*** Extract ***
De Gan Filters, Bloom Filters, Peoples DNS, and CNS

posted: Apr 27, 2004 8:24:00 PM

Danny Ayers has an interesting post, De Gan Filters (also, some more background from Marc Canter) about Joel De Gan's De Gan Filter which extends the concept of Bloom Filters. These are interesting hash structures for highly compressed indexes with small, false-positive-only, error margins on lookups.

Joel is working on a PeoplesDNS project, and came up with this technique as a way to create an efficient index for people look-ups.

Danny's post has a P.S. which I almost totally agree with:

I [sic] just occurred to me that the big DB backing store needn't actually be local - it could just be the web itself. Shift everything down a step, so your local cache is an unreliable map of a whole section of the web (e.g. the FOAFworld). When you do a query, that map tells you if you've got a chance of the getting the result. If there is a chance, you rescutter the actual data of interest.

Part of the beauty of DNS is how it actually does both (centralized and decentralized / local and remote lookup databases). I think there is quite a model (distributed information) ecosystem between the root servers and all the distributed DNS servers. DNS servers can act peer-to-peer, but also have a recourse to higher-up / root servers as well.
*** Data entries ***
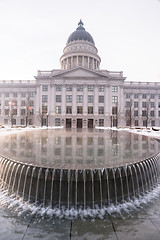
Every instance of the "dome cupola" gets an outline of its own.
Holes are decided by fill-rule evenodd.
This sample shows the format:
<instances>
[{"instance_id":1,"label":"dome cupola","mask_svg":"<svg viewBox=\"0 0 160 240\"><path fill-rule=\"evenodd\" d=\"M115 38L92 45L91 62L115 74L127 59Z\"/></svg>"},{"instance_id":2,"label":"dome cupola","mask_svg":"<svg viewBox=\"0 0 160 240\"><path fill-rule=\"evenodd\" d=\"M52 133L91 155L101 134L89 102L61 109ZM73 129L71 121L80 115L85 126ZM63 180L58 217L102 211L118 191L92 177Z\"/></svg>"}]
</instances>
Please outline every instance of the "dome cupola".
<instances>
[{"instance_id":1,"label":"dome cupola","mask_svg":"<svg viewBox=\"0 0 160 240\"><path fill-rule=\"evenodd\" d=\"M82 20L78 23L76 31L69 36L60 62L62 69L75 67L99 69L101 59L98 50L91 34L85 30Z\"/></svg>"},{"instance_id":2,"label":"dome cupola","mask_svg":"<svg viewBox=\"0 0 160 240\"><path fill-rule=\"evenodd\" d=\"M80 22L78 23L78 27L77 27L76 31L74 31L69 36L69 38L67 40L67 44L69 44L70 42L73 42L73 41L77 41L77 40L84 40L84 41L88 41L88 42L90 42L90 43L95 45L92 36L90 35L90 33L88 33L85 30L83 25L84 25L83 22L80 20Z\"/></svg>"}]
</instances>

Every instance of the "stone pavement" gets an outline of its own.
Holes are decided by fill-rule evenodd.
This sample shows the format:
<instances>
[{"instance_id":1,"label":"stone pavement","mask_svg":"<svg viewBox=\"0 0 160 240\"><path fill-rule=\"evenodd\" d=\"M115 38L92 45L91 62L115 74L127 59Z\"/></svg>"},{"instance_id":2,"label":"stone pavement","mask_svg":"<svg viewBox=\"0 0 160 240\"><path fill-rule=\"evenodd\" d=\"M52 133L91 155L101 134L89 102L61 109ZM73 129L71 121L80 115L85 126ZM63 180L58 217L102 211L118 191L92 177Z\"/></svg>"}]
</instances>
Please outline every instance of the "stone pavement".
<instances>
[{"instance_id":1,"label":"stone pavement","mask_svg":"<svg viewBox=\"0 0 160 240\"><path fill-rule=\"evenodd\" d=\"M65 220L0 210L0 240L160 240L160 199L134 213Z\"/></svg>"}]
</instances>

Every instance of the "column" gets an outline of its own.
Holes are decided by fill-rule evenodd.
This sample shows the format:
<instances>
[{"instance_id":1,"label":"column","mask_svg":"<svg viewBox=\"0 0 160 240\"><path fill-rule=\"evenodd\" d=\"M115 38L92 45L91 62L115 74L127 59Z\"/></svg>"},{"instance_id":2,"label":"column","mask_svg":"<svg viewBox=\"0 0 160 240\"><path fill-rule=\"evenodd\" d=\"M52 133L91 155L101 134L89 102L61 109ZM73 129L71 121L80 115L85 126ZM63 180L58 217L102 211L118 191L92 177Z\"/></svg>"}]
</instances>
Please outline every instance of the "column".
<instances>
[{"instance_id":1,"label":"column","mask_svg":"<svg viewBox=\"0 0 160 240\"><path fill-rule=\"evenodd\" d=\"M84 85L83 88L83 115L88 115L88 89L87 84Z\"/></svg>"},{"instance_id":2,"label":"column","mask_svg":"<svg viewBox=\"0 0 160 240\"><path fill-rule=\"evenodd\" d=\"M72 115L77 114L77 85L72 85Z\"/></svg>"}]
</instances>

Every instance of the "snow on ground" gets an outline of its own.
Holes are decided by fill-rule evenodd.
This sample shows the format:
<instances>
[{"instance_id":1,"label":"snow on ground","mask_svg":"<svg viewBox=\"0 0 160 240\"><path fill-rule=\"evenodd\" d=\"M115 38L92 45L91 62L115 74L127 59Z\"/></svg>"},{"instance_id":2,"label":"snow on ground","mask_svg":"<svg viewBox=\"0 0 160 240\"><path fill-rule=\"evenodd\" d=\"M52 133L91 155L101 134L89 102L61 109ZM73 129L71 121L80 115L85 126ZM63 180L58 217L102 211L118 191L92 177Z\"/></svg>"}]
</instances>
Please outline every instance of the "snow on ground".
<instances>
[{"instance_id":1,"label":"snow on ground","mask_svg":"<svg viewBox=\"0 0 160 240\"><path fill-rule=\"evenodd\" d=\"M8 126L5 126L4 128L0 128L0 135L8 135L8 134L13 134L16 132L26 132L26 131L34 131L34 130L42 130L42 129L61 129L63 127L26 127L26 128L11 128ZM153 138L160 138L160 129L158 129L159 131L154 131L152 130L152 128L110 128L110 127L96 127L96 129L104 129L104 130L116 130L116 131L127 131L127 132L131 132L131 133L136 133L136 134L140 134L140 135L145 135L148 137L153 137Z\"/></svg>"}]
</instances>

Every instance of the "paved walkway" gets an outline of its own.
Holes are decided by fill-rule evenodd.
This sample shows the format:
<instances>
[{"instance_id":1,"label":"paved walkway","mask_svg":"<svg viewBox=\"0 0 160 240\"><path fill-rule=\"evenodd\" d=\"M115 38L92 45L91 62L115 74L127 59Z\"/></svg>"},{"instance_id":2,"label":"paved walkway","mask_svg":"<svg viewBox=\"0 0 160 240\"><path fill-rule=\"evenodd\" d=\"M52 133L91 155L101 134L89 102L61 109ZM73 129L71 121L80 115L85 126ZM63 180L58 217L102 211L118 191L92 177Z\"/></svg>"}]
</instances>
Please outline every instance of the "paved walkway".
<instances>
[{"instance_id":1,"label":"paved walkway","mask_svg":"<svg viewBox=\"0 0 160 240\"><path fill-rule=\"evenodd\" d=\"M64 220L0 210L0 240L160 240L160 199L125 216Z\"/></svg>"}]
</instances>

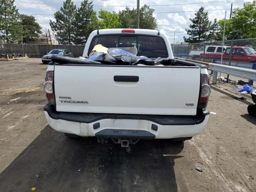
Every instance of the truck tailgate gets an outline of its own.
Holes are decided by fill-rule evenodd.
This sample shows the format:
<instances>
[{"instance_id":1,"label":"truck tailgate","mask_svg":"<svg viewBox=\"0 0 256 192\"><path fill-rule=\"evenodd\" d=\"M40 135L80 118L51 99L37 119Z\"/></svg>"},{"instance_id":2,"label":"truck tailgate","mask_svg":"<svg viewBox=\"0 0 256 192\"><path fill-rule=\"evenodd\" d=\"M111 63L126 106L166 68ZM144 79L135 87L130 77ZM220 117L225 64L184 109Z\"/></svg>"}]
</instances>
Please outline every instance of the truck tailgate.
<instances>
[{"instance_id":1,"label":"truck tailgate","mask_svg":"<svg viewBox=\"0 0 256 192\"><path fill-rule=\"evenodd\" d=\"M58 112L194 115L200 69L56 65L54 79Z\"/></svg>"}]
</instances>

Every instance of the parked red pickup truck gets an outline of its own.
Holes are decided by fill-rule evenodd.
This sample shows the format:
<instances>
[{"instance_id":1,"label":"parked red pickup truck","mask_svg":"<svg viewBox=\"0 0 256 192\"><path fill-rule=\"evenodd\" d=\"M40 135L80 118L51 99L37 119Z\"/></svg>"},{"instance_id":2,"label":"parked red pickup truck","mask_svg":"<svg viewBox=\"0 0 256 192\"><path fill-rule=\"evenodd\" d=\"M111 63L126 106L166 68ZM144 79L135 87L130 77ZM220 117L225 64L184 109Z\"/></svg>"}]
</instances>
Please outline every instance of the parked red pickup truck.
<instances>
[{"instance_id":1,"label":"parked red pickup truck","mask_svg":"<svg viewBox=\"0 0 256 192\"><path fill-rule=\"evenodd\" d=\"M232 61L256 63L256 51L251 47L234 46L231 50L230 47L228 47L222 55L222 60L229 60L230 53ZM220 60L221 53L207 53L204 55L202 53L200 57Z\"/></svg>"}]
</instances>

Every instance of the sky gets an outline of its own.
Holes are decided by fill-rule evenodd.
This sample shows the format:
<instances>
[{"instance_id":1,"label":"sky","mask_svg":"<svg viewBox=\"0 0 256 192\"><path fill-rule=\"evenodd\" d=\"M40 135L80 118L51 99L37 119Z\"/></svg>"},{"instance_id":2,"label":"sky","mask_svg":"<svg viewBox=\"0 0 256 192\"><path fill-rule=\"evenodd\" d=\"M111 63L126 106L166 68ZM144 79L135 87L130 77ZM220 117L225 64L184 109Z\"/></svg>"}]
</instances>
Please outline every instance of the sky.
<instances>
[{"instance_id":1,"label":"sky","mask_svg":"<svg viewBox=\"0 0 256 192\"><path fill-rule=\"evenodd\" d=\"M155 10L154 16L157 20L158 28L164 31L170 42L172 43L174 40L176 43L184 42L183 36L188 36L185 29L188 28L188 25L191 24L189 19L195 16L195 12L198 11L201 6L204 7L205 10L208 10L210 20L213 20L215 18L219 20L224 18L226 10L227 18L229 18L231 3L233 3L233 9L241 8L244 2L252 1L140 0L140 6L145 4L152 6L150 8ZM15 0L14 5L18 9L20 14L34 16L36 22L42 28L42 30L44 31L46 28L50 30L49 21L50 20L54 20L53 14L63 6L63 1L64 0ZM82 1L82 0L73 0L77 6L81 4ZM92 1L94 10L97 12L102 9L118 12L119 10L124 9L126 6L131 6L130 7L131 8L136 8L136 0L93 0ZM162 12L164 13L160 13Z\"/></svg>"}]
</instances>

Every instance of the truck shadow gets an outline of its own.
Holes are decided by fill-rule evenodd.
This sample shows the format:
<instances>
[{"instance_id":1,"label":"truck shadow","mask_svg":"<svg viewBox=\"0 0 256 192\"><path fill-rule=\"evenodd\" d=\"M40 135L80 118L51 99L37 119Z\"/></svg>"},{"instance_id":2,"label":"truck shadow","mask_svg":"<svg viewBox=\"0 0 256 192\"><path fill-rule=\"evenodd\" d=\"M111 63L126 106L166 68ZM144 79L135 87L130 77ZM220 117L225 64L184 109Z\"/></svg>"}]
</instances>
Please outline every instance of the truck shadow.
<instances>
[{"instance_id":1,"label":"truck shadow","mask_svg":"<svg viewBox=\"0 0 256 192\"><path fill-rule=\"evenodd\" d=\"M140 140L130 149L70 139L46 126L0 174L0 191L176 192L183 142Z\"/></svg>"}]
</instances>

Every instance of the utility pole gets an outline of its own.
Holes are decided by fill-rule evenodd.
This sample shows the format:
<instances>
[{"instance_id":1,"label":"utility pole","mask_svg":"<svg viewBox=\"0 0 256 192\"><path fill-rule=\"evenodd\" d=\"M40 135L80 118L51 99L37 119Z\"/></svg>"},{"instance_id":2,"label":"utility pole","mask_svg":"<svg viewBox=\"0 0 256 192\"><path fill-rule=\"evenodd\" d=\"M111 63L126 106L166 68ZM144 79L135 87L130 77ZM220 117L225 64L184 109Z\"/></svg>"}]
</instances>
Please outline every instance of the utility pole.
***
• _Request 1_:
In the blog post about De Gan Filters, retype the passage from "Danny Ayers has" up to and including "data of interest.".
• _Request 2_:
Answer these questions from the blog post about De Gan Filters:
(a) Which concept does Joel De Gan's De Gan Filter extend?
(b) What project is Joel working on?
(c) Besides acting peer-to-peer, what can DNS servers turn to?

• _Task response 1_:
Danny Ayers has an interesting post, De Gan Filters (also, some more background from Marc Canter) about Joel De Gan's De Gan Filter which extends the concept of Bloom Filters. These are interesting hash structures for highly compressed indexes with small, false-positive-only, error margins on lookups.

Joel is working on a PeoplesDNS project, and came up with this technique as a way to create an efficient index for people look-ups.

Danny's post has a P.S. which I almost totally agree with:

I [sic] just occurred to me that the big DB backing store needn't actually be local - it could just be the web itself. Shift everything down a step, so your local cache is an unreliable map of a whole section of the web (e.g. the FOAFworld). When you do a query, that map tells you if you've got a chance of the getting the result. If there is a chance, you rescutter the actual data of interest.

• _Task response 2_:
(a) Bloom Filters
(b) A PeoplesDNS project
(c) Higher-up / root servers